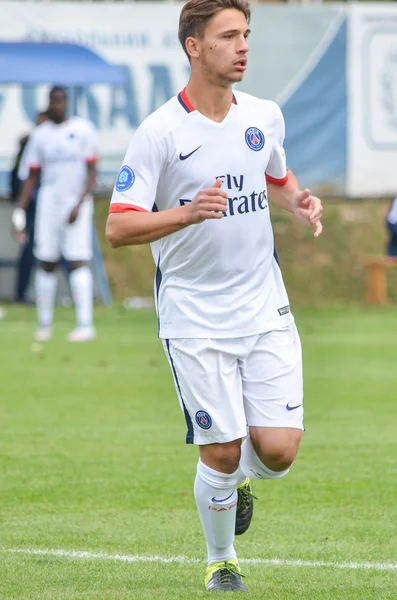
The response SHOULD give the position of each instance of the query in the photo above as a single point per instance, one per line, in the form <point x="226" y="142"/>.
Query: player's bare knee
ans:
<point x="279" y="457"/>
<point x="224" y="458"/>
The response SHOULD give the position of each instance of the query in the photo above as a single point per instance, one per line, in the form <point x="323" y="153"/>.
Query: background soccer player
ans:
<point x="64" y="151"/>
<point x="193" y="184"/>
◆ ◆ ◆
Prompt => Only the lines from the one containing "Query: player's bare knee" through the last line of the records belong in the answer, each written out exactly.

Answer section =>
Query: player's bare knee
ans:
<point x="279" y="457"/>
<point x="224" y="458"/>
The response SHOULD give the position of each instance of the query in the photo above as a single point per instance, one per line, in the form <point x="323" y="153"/>.
Query: background soccer player
ans:
<point x="64" y="151"/>
<point x="193" y="184"/>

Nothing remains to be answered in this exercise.